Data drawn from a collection
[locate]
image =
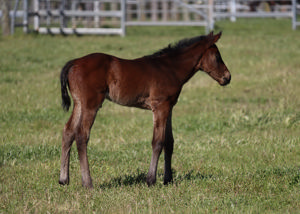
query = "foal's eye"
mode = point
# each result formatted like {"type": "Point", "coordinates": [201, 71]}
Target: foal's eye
{"type": "Point", "coordinates": [218, 57]}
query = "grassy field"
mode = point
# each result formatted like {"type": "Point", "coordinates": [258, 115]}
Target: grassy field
{"type": "Point", "coordinates": [237, 148]}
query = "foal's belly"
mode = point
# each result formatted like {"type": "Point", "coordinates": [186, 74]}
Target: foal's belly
{"type": "Point", "coordinates": [128, 98]}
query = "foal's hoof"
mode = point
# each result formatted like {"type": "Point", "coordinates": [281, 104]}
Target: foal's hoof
{"type": "Point", "coordinates": [63, 182]}
{"type": "Point", "coordinates": [151, 181]}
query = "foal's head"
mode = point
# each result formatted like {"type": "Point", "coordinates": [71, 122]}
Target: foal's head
{"type": "Point", "coordinates": [211, 62]}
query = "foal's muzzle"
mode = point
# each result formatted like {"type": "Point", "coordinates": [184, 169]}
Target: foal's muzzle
{"type": "Point", "coordinates": [226, 79]}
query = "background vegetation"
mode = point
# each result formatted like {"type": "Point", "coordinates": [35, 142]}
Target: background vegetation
{"type": "Point", "coordinates": [237, 148]}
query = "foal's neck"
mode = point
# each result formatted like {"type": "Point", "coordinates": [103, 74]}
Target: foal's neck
{"type": "Point", "coordinates": [184, 64]}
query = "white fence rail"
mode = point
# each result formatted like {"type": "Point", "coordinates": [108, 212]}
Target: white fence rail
{"type": "Point", "coordinates": [112, 16]}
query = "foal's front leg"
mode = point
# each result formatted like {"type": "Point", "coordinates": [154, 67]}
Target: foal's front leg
{"type": "Point", "coordinates": [160, 116]}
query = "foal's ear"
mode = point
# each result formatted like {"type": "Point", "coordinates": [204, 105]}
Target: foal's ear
{"type": "Point", "coordinates": [217, 37]}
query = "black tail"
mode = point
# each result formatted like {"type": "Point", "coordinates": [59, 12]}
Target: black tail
{"type": "Point", "coordinates": [66, 101]}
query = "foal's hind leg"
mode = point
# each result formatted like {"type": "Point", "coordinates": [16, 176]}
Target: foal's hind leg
{"type": "Point", "coordinates": [168, 148]}
{"type": "Point", "coordinates": [67, 140]}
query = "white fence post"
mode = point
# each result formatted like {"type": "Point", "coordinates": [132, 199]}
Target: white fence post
{"type": "Point", "coordinates": [232, 10]}
{"type": "Point", "coordinates": [36, 19]}
{"type": "Point", "coordinates": [210, 16]}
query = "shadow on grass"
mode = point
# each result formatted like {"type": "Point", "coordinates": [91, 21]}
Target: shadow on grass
{"type": "Point", "coordinates": [140, 178]}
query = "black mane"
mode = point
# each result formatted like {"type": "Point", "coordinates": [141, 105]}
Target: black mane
{"type": "Point", "coordinates": [177, 47]}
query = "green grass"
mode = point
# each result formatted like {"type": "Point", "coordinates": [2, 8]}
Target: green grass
{"type": "Point", "coordinates": [237, 148]}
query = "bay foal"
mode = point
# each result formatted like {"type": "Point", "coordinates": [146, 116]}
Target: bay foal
{"type": "Point", "coordinates": [151, 82]}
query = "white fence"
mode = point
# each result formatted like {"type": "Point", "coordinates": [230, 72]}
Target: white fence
{"type": "Point", "coordinates": [112, 16]}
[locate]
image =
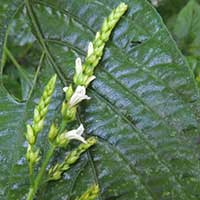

• [INSTRUCTIONS TO FOLLOW]: Gather every line of the rows above that contains the string "vegetation". Letter case matters.

• [RESULT OF THE TASK]:
query = "background vegetation"
Target: background vegetation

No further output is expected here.